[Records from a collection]
+ + +

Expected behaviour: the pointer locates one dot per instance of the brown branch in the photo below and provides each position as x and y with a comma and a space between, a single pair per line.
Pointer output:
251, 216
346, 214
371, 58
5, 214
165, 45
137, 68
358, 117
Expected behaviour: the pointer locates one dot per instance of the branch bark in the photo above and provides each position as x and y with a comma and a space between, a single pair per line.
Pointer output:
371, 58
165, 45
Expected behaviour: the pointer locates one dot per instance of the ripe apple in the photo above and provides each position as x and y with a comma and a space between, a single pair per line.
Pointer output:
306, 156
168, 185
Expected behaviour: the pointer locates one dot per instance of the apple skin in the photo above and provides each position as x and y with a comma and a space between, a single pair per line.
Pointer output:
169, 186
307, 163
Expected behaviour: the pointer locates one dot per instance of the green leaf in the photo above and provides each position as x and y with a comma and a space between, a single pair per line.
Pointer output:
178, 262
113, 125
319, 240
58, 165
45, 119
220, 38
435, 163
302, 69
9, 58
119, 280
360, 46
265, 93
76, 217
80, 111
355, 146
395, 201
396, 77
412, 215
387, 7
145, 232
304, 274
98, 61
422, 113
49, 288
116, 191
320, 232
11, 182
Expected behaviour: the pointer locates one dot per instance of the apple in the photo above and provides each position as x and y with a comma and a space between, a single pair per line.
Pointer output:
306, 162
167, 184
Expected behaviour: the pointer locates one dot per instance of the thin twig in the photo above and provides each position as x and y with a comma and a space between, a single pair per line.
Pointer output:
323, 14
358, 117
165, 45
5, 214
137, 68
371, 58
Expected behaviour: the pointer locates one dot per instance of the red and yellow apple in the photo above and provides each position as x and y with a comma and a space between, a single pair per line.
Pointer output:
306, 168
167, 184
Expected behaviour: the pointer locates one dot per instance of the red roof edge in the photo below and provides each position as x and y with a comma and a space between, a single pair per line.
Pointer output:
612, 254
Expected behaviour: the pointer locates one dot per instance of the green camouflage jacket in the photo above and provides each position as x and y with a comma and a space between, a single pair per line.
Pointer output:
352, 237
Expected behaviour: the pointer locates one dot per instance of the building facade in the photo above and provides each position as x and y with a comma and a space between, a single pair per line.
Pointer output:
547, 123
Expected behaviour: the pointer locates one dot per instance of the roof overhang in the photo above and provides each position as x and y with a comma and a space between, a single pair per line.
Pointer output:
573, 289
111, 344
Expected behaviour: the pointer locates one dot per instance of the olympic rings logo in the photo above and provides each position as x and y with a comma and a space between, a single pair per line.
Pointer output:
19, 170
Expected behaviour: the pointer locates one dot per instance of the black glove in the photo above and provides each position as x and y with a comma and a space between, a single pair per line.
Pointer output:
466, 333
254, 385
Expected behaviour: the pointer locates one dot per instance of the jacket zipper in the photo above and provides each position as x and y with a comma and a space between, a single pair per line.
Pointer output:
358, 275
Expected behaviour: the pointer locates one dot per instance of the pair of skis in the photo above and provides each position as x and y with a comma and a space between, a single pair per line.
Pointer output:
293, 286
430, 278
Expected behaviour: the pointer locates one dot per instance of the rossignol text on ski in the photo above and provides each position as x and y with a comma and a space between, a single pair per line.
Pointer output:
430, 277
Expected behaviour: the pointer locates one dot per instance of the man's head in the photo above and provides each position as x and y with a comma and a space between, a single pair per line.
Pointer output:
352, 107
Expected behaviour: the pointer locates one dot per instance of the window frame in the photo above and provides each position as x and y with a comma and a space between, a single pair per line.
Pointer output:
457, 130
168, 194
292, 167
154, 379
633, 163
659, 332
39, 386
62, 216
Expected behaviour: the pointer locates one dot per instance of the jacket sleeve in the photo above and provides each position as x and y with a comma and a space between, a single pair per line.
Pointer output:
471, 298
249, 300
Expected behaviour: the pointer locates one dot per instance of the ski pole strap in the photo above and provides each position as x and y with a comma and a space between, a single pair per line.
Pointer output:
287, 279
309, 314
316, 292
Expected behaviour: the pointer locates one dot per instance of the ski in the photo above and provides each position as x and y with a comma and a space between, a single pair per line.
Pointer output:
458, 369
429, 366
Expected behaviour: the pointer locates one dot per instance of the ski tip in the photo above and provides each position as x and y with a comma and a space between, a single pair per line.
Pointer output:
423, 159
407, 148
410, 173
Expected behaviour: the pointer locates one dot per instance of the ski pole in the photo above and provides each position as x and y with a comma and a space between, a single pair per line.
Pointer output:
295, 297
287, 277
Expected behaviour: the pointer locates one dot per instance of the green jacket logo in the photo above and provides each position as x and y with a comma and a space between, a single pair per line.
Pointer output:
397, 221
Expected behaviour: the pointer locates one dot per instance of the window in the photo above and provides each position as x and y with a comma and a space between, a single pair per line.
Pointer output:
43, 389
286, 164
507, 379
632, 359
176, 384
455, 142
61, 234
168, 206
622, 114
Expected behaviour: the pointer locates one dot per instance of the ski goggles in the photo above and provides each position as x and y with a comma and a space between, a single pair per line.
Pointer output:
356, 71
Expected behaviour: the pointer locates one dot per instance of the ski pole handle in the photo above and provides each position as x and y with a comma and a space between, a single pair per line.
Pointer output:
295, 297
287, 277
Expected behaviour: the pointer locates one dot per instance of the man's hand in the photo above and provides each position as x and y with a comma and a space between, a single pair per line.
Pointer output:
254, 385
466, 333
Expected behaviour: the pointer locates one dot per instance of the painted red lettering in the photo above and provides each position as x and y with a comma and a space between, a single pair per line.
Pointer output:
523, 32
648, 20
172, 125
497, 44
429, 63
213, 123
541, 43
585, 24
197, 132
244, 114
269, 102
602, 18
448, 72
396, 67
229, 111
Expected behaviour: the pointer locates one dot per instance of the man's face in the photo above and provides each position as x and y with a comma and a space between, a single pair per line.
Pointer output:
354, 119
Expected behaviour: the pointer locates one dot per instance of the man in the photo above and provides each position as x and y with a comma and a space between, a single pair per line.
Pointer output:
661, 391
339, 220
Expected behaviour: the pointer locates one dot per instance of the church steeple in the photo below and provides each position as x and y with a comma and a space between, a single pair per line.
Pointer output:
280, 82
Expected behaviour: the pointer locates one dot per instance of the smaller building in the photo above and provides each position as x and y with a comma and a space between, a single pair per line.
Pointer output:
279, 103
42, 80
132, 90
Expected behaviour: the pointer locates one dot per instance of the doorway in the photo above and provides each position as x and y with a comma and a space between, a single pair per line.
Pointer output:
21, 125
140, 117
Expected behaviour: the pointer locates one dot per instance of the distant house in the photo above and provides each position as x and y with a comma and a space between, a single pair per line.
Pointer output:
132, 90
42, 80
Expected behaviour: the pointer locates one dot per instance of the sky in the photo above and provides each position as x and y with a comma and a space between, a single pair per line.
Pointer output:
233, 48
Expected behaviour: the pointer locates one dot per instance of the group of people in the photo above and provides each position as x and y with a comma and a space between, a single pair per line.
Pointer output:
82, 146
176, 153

+ + +

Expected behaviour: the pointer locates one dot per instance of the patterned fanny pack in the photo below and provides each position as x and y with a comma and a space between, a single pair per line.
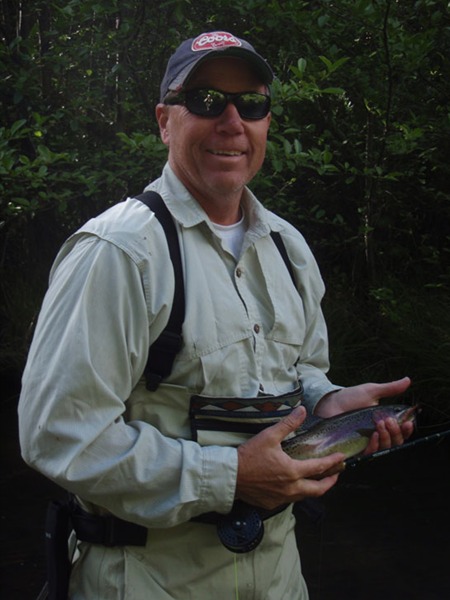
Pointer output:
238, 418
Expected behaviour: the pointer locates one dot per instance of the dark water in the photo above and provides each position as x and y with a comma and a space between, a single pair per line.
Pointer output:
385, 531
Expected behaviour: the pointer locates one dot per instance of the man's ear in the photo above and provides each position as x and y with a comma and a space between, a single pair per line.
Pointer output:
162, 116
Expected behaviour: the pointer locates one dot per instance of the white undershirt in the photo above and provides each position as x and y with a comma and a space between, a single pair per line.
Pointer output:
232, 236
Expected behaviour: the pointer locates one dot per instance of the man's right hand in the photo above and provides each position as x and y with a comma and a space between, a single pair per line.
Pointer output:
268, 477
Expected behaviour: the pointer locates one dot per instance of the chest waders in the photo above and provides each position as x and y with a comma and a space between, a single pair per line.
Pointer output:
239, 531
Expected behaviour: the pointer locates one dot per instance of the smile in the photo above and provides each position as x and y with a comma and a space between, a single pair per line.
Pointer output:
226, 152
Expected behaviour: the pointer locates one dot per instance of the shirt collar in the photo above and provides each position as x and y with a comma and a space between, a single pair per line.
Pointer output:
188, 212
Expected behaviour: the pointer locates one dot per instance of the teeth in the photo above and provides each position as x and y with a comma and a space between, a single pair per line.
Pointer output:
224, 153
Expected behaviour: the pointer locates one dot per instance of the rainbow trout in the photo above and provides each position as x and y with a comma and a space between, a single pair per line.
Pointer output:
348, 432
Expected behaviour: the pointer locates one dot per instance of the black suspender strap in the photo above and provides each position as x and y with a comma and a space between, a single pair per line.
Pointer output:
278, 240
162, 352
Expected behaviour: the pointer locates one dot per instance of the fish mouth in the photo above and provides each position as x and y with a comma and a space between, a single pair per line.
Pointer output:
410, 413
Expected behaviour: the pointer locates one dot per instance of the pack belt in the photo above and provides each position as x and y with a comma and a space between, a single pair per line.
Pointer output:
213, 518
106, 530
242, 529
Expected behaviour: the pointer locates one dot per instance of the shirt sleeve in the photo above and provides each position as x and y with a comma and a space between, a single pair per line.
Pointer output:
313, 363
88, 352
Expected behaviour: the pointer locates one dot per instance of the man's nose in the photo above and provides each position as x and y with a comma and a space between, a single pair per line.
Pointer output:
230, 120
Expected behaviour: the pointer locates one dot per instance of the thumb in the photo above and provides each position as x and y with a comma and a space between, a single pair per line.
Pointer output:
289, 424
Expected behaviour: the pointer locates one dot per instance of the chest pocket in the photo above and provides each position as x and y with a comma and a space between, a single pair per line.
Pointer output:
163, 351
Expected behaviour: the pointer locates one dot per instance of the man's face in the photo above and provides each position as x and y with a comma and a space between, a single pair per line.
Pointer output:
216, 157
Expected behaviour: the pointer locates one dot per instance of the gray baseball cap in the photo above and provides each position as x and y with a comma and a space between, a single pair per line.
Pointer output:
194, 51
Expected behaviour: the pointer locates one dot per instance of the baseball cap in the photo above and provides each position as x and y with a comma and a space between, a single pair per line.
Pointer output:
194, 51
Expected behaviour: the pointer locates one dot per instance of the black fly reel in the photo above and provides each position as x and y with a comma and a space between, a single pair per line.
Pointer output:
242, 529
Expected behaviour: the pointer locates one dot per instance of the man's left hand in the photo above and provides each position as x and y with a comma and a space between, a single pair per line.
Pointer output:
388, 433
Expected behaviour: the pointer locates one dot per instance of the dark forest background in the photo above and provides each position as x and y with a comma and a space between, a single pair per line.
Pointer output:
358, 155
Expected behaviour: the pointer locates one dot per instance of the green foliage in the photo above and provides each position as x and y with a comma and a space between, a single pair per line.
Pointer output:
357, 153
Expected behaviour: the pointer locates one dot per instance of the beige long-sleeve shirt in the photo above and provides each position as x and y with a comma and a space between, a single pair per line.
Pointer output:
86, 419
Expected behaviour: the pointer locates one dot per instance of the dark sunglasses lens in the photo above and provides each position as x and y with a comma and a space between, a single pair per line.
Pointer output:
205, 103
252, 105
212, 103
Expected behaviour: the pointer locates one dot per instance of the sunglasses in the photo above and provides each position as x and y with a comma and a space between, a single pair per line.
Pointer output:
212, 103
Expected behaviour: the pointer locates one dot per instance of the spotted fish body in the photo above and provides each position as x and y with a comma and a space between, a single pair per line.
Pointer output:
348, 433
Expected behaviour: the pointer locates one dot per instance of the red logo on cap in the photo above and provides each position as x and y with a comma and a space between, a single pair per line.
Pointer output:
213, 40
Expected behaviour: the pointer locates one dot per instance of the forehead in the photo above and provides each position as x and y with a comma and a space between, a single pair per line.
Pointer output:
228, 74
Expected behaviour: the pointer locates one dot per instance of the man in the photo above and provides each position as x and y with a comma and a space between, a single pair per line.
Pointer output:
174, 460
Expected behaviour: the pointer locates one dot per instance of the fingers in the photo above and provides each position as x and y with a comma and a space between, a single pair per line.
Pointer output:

+ + +

▶ **What you need to do**:
Show the lines of the entries that include the string "dark", copying each in full.

▶ **Written answer**:
Expected behaviour: the pointer locates one dot per instance of the dark water in the photo above and provides each position as x and y with a comma and a space between, a single pair per line.
Expected behaviour: the pointer locates one dot per instance of the dark forest background in the photo above and provides each position as x and y with a comma and a space between, a single pair per line.
Expected behaviour: the pointer locates one dot per instance of the dark sunglasses lens in the photo above and provides each position as x and y with a comma and a space between, a single pair per line.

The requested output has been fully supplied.